(Items from a dataset)
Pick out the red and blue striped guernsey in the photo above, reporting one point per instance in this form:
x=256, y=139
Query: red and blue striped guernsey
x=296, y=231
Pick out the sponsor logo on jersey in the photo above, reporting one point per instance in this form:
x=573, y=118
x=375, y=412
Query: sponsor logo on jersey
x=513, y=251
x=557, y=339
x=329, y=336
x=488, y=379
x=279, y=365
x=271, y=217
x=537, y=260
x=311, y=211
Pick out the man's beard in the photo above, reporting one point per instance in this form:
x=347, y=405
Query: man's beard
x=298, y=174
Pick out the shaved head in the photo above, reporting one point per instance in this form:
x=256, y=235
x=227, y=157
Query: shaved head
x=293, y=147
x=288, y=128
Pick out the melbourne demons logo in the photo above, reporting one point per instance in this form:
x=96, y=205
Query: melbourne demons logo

**To do:** Rewrite the records above as a numbered list, from the line with "Pick out the sponsor" to the line with "x=298, y=174", both included, leaving out any blank lines.

**Answer to this exercise:**
1. Pick out the sponsor logo on jersey in the photo above, reporting one point per instance in this form:
2. x=573, y=118
3. x=375, y=412
4. Query: sponsor logo on jersey
5. x=513, y=251
6. x=557, y=339
7. x=329, y=336
8. x=488, y=379
9. x=279, y=365
10. x=271, y=217
11. x=537, y=260
12. x=311, y=211
13. Pick out the man's beard in the photo above, reporting one point per instance in this form:
14. x=347, y=405
15. Query: man's beard
16. x=298, y=174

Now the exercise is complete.